- Task prompt
Reproduce every one of the rows below verbatim, keeping their order and wording unchanged.

◇ ◇ ◇

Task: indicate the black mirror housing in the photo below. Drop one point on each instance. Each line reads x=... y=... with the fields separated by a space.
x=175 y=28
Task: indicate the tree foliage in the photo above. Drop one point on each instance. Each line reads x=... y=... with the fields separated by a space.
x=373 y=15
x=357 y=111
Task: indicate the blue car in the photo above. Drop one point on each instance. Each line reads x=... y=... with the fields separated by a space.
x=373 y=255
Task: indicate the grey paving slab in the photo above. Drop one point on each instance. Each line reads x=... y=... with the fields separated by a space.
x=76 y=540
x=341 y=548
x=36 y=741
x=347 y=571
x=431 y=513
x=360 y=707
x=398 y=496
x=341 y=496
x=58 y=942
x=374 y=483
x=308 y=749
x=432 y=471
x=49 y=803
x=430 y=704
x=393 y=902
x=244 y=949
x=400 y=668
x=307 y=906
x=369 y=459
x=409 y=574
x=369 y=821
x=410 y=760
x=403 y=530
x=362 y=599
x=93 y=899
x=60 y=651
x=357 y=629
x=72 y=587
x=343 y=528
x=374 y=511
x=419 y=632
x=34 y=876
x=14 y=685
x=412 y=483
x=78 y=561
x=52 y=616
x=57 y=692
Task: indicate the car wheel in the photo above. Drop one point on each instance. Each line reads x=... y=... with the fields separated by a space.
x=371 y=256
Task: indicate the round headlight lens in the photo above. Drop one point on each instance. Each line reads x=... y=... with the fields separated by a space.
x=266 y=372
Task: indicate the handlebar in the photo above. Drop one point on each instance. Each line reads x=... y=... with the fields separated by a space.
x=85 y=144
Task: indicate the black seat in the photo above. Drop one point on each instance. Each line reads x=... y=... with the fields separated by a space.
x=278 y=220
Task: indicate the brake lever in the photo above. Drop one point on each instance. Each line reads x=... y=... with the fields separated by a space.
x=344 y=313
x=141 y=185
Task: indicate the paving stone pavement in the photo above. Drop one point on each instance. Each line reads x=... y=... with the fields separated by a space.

◇ ◇ ◇

- Task answer
Task: indicate the black mirror housing in the photo below. Drop one point on each instance. Each line reads x=... y=... with the fields separated by a space.
x=175 y=28
Task: indicate the tree foliage in the photo above. Drop one point on each instance. Each line reads x=... y=... with the fields separated by a space.
x=373 y=15
x=357 y=111
Task: indicate the blue car in the photo above. Drop one point on each instance. Each line reads x=... y=... with the fields separated by a space.
x=373 y=255
Task: indicate the grey paving slab in the photo above. Drop one point on each instance. Each line reads x=... y=... with the fields separated by a space.
x=76 y=540
x=341 y=548
x=36 y=741
x=347 y=571
x=431 y=513
x=360 y=707
x=398 y=496
x=341 y=496
x=58 y=942
x=374 y=483
x=308 y=749
x=432 y=471
x=49 y=803
x=430 y=704
x=393 y=902
x=244 y=949
x=400 y=668
x=307 y=906
x=369 y=459
x=409 y=574
x=369 y=821
x=410 y=760
x=403 y=530
x=362 y=599
x=93 y=899
x=60 y=651
x=357 y=629
x=72 y=587
x=343 y=528
x=374 y=511
x=419 y=632
x=34 y=876
x=14 y=685
x=412 y=483
x=78 y=561
x=52 y=616
x=57 y=692
Task: indicate the car wheel in the photo above. Drop one point on each instance. Each line reads x=... y=... with the fields separated by a space.
x=371 y=256
Task: indicate the round headlight lens in the photo above. Drop one point on each instance. Each line reads x=... y=... with the fields separated by a space.
x=266 y=372
Task: indicate the handlebar in the photo above. Drop one point on each instance. Each line reads x=... y=... with the fields separated by a space.
x=85 y=144
Task: indicate the black seat in the photo above. Drop one point on each instance. Each line reads x=... y=... with the fields separated by a space.
x=278 y=220
Task: indicate the brake lever in the photo above. Drop one point on each instance. Each line reads x=... y=... with the fields separated by a space.
x=344 y=313
x=141 y=185
Task: indicate the paving stone pavement in the photo above. Drop one point on each instance. Each line reads x=... y=... with the fields separated by a space.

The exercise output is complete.